[Begin Material provided]

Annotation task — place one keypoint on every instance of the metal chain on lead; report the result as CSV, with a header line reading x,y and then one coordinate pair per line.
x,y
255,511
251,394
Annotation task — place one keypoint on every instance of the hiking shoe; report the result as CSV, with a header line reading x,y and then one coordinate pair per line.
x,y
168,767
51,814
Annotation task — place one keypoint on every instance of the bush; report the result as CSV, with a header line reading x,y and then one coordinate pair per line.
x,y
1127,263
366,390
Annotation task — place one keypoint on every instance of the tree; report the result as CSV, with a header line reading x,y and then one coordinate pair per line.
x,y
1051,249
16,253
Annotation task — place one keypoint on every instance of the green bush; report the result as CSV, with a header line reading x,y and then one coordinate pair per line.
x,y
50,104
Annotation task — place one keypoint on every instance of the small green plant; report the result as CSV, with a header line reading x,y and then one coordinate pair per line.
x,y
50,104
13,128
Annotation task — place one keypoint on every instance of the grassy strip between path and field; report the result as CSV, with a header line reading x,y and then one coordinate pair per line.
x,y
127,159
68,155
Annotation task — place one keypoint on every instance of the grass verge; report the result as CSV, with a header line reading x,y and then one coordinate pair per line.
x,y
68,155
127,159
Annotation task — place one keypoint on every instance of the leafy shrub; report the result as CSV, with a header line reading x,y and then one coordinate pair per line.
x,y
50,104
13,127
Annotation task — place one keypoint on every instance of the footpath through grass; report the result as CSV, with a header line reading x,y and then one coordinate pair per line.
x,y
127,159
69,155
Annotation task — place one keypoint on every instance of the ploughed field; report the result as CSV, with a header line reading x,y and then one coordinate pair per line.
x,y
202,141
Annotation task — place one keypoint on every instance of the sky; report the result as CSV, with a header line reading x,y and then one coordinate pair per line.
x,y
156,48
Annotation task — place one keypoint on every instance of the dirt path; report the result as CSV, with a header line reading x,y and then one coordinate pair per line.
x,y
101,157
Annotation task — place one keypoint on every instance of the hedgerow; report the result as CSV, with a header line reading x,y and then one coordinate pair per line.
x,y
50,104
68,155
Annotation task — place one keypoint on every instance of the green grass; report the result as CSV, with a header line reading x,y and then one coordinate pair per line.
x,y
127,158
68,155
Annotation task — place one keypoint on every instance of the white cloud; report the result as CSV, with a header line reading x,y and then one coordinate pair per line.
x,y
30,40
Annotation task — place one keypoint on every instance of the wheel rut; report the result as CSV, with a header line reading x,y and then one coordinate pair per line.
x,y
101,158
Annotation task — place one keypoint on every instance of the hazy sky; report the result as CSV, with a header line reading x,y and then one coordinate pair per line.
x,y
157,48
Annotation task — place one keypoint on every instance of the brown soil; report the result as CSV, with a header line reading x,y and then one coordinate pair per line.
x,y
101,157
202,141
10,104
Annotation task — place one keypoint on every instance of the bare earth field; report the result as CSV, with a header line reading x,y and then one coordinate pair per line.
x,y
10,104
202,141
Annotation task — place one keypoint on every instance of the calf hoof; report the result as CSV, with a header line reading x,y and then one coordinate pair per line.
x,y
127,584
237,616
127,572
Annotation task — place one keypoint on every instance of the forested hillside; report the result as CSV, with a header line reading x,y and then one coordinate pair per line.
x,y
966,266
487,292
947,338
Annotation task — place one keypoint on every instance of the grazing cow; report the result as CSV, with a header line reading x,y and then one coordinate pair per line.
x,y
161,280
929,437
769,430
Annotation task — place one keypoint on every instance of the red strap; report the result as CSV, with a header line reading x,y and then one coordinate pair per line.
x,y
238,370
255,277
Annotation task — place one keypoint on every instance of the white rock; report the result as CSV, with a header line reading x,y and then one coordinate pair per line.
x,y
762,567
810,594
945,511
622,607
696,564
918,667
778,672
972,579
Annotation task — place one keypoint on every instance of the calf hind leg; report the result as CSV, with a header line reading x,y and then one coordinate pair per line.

[End Material provided]

• Instructions for the task:
Repeat the data exactly. Leave nothing out.

• Reply to the task:
Annotation task — place one keypoint on every instance of the metal chain on lead; report the result as CSV, with a header line reading x,y and then one coordinate pair per line.
x,y
255,511
251,394
Annotation task — place one keypoint on every instance of the hiking shoe; report the result as CSV, with a header line reading x,y and then one coordinate pair per line.
x,y
168,767
51,814
Annotation task — place one keypoint on every instance of the bush; report the result as CSV, with a header line reading x,y and then one coordinate pair per line.
x,y
1127,263
366,390
Annotation task — place one keypoint on every instance of the tree; report the result as CSV, with a header line reading x,y and then one coordinate pair per line.
x,y
1051,249
16,253
Annotation task — place one keypoint on every instance of the green bush; report the result as CSV, with a header line reading x,y and then one coordinate pair per line.
x,y
50,104
Annotation task — place one keypoint on every instance of the small green plant; report the result as CSV, with a header line reading x,y and then one coordinate pair per line.
x,y
50,104
13,128
Annotation task — place one keypoint on every instance of the grassy strip between path and field; report the result as CSV, with a header line reading x,y and then one coordinate pair per line.
x,y
127,159
68,155
Annotation task — place one keypoint on every instance of the grass verge; report the result as CSV, with a header line reading x,y and then one coordinate pair per line.
x,y
68,155
127,159
Annotation task — place one keypoint on every instance of the leafy shrub; report the result as CSV, with a header line reading x,y and then one coordinate pair per line.
x,y
50,104
13,127
Annotation task — place one keypoint on every instance of the footpath through grass; report the result as CSV, with a header line reading x,y and then one coordinate pair per line.
x,y
127,159
69,155
Annotation task — place one keypoint on every instance of the ploughed field; report the result as CSV, with a header line reading x,y and then one coordinate pair per line.
x,y
202,141
Annotation task — place one keypoint on every instance of the sky; report the result as CSV, with a header line reading x,y and then one coordinate pair per line.
x,y
156,48
Annotation task — place one keypoint on every instance of the dirt path; report the result as CSV, with a header line reading x,y and then one coordinate pair per line.
x,y
101,157
Annotation task — place one keypoint on every instance of the hedgerow; report the result as CSV, with a header line reading x,y and then one coordinate pair per line.
x,y
50,104
68,155
Annotation task — place one keypoint on every instance of the green grass; report the result as CSV, with a header line reading x,y and then one coordinate pair per line.
x,y
127,158
68,155
Annotation task — place one keypoint on every instance of the white cloud; report the result as CSV, with a header line reading x,y and then one coordinate pair per line.
x,y
30,40
Annotation task — place one keypoint on every instance of the wheel rut; report the result as CSV, with a header line reading x,y and then one coordinate pair per line.
x,y
101,158
Annotation task — place one keypoint on every instance of the hazy sky; report the result as CSV, with a header line reading x,y and then one coordinate pair per line.
x,y
157,48
Annotation task — place one keypoint on every instance of the brown soil; report the result as CSV, with a header line reading x,y and then one coordinate pair per line.
x,y
101,157
202,141
10,104
Annotation task — place one keypoint on every instance of the bare earth field; report the result as CSV, with a header line reading x,y and then one coordinate pair per line.
x,y
10,104
202,141
Annotation task — place one keypoint on every instance of the calf hoof; report the result as CSV, with a header line reading x,y and then one coordinate pair per line.
x,y
127,584
237,616
127,572
Annotation task — place one keypoint on every instance of the forested hillside; report the result as CSV, with a header line reading x,y and then one coordinate pair per line.
x,y
966,266
487,292
947,338
Annotation task — place one keypoint on every instance of the grazing cow; report the result as CSV, with a header line reading x,y and then one coordinate pair per line.
x,y
161,280
929,437
769,430
Annotation task — place one keypoint on every instance of the red strap; report the result as CSV, with a header line reading x,y and then one coordinate pair per line.
x,y
238,370
255,277
Annotation task — place one keypoint on every instance of the white rock; report the result as CSV, with a header line reading x,y and then one coordinate pair per line.
x,y
762,567
810,594
945,511
622,607
696,564
918,667
778,672
972,579
Annotation task — place one keypoint on every instance of the calf hind leg; report the result as CSV, with a header line reading x,y and then one coordinate pair per line.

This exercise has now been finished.